> **Goal**: Change "fattest part" to "widest part" in the listing from the line with "For each instance of the table" through the end of the listing, and give those lines back with everything else unchanged.

Position identification listing
○ ○ ○ ○
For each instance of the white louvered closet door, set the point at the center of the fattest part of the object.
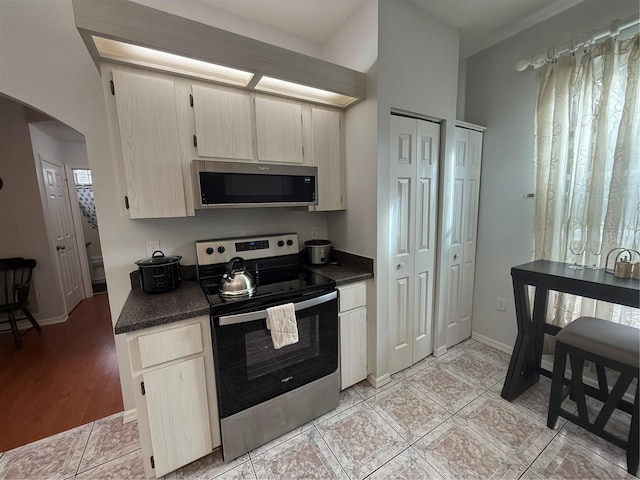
(413, 174)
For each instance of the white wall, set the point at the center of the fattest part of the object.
(417, 72)
(355, 45)
(75, 154)
(20, 236)
(503, 100)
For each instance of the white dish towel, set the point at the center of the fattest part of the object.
(281, 320)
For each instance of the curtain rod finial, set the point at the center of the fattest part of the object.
(522, 65)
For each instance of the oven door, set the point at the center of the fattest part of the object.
(249, 370)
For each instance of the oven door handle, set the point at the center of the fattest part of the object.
(261, 314)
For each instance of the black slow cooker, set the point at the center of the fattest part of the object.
(159, 273)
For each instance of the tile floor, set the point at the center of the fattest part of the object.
(441, 418)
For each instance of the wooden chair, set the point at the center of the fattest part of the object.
(15, 282)
(606, 344)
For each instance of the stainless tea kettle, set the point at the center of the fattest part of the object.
(236, 281)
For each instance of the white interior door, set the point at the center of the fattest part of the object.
(428, 148)
(62, 232)
(464, 226)
(413, 172)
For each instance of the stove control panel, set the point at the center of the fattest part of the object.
(211, 252)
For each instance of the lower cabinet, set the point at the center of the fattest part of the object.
(352, 317)
(172, 369)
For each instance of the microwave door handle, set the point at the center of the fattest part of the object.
(261, 314)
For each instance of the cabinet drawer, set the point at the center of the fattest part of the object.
(168, 345)
(352, 296)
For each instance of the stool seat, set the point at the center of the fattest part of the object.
(614, 341)
(609, 346)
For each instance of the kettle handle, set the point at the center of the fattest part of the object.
(231, 263)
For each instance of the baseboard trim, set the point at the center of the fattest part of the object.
(492, 343)
(130, 415)
(24, 324)
(377, 382)
(438, 352)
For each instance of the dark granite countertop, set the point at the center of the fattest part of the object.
(144, 310)
(345, 268)
(342, 274)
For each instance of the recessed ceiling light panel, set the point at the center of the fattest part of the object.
(148, 57)
(303, 92)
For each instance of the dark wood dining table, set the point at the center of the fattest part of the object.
(525, 366)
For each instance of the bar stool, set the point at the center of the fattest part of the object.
(609, 345)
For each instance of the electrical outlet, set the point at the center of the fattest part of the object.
(152, 246)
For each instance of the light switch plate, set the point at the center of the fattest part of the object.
(152, 246)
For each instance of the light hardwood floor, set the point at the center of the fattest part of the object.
(65, 376)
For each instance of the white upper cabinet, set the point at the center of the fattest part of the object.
(223, 123)
(327, 156)
(279, 131)
(148, 126)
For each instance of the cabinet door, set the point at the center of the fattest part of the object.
(150, 145)
(327, 156)
(353, 347)
(279, 131)
(223, 123)
(178, 414)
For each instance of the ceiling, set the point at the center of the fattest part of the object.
(60, 131)
(315, 20)
(482, 23)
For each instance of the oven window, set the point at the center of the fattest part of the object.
(263, 359)
(249, 370)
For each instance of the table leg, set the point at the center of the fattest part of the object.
(523, 371)
(539, 320)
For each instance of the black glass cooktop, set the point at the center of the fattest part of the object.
(274, 286)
○ ○ ○ ○
> **Finished answer**:
For each instance of the table leg, set the point at the center of the widest part of the object.
(523, 371)
(539, 320)
For each instance of the black glass cooktop, set the point at the center of the widest part of the object.
(274, 286)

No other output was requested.